What is needed: The tail of the records, from the line containing "Locate every instance of the dark sunglasses" through the final line, should be printed exactly and on its own.

Excerpted data:

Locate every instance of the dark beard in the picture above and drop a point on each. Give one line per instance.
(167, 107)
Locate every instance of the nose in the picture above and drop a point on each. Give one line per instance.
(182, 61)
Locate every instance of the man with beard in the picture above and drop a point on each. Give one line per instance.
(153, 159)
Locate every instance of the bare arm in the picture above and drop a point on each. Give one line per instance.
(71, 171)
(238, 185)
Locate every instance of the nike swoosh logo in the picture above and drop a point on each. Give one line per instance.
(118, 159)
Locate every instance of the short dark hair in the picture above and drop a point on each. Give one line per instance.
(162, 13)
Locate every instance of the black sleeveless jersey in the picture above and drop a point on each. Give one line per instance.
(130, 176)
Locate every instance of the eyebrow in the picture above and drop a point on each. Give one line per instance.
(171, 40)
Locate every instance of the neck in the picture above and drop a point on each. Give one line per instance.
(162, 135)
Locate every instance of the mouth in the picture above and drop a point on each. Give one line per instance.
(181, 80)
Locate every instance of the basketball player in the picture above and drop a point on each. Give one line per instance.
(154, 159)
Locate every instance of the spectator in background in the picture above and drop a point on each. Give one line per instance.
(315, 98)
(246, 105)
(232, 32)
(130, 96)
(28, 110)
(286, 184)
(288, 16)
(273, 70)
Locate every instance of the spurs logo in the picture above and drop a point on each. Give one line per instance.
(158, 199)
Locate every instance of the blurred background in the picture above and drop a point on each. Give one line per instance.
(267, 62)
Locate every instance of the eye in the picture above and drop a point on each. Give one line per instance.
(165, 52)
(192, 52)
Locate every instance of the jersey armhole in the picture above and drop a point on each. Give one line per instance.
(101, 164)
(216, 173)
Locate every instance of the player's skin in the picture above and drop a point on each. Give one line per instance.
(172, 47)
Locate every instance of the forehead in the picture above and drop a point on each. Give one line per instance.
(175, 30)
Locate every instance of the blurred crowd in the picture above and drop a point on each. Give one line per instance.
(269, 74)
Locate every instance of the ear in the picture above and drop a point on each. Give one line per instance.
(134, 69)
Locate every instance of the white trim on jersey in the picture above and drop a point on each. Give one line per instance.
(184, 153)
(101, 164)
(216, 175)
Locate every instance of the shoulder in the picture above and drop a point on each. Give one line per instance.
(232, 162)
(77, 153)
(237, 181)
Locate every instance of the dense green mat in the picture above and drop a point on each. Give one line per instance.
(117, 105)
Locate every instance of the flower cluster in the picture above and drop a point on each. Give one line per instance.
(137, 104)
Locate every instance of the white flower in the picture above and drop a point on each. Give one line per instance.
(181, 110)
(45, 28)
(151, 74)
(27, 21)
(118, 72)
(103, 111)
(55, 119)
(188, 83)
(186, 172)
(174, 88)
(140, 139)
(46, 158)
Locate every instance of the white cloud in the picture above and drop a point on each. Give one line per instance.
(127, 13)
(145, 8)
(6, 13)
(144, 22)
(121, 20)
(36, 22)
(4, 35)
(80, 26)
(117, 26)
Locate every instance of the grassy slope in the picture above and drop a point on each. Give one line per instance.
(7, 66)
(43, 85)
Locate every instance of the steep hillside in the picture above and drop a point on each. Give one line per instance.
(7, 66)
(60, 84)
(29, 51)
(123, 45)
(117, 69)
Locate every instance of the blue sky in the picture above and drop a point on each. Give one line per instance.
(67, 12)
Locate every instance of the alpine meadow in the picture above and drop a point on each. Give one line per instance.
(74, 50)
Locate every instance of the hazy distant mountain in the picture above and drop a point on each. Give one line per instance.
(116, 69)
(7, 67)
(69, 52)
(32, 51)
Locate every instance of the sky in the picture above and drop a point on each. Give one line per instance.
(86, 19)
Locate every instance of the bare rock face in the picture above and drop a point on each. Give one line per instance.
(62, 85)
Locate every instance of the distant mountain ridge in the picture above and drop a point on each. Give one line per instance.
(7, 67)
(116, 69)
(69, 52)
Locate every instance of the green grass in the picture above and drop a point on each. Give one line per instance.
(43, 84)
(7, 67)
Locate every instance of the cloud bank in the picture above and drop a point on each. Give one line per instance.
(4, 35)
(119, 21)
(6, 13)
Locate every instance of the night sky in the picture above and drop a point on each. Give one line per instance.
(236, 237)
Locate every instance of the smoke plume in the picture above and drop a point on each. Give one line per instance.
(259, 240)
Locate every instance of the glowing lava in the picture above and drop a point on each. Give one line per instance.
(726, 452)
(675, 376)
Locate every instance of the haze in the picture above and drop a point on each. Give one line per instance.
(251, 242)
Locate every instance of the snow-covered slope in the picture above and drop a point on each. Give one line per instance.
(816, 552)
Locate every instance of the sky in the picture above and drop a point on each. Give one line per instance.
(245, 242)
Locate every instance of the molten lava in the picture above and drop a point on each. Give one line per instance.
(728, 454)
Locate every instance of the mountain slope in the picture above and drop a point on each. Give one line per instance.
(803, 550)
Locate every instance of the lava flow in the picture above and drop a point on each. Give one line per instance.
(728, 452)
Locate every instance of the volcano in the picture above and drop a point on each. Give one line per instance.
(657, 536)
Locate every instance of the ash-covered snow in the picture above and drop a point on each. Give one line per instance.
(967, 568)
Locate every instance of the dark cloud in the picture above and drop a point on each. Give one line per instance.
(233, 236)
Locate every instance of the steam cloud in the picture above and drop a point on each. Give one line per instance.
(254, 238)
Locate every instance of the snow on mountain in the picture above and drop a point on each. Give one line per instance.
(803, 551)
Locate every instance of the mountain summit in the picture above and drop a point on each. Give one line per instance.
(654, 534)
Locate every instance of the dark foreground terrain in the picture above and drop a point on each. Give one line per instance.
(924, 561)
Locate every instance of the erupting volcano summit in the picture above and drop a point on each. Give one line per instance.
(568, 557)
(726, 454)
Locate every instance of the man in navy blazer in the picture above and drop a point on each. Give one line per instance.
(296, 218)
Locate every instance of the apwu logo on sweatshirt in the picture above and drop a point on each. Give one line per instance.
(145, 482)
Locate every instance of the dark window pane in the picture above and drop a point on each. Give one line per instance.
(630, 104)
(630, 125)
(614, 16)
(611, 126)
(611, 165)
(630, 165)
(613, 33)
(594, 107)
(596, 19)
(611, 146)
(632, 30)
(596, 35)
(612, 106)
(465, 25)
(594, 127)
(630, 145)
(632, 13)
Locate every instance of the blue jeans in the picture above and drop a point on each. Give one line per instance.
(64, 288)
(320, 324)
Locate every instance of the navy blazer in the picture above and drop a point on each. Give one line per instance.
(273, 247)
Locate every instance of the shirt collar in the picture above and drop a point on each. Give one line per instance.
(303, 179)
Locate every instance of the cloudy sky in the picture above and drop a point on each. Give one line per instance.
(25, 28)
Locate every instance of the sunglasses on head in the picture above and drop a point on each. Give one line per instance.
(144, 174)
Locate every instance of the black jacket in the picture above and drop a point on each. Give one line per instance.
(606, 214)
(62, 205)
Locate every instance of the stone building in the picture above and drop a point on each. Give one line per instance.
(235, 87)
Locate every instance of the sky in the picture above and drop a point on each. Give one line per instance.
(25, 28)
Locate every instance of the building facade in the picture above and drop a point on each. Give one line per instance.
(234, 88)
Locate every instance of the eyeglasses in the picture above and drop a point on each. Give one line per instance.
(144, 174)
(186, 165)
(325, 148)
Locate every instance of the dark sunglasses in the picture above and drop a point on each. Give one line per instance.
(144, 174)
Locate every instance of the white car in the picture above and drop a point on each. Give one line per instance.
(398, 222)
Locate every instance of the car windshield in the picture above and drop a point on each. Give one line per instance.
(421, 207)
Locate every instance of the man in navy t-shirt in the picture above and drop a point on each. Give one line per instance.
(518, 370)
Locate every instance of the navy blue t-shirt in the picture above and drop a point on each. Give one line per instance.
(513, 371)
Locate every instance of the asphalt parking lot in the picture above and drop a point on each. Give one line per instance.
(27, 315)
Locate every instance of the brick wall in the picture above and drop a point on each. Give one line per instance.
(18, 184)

The completed task:
Locate every instance of the dark sunglasses in the picture above and drop a point on each. Give one line per instance.
(144, 174)
Locate every instance of the white car in the picture above and drop a point on each. Give one line per instance.
(398, 222)
Locate every instance of the car windshield in the picture above and drop a point on each. Give one line per instance.
(421, 207)
Locate every instance of the man in navy t-shirt in the picture above and drop a point on each. Give one line per instance.
(518, 370)
Locate every instance of the navy blue t-shirt in the picture above and drop a point on each. Give one line per instance.
(513, 371)
Locate every instance of the asphalt parking lot in the picture above and drop a point on each. Give one line per instance.
(27, 315)
Locate every instance of the brick wall in the picture above and drop a point on each. Give one line per instance.
(18, 184)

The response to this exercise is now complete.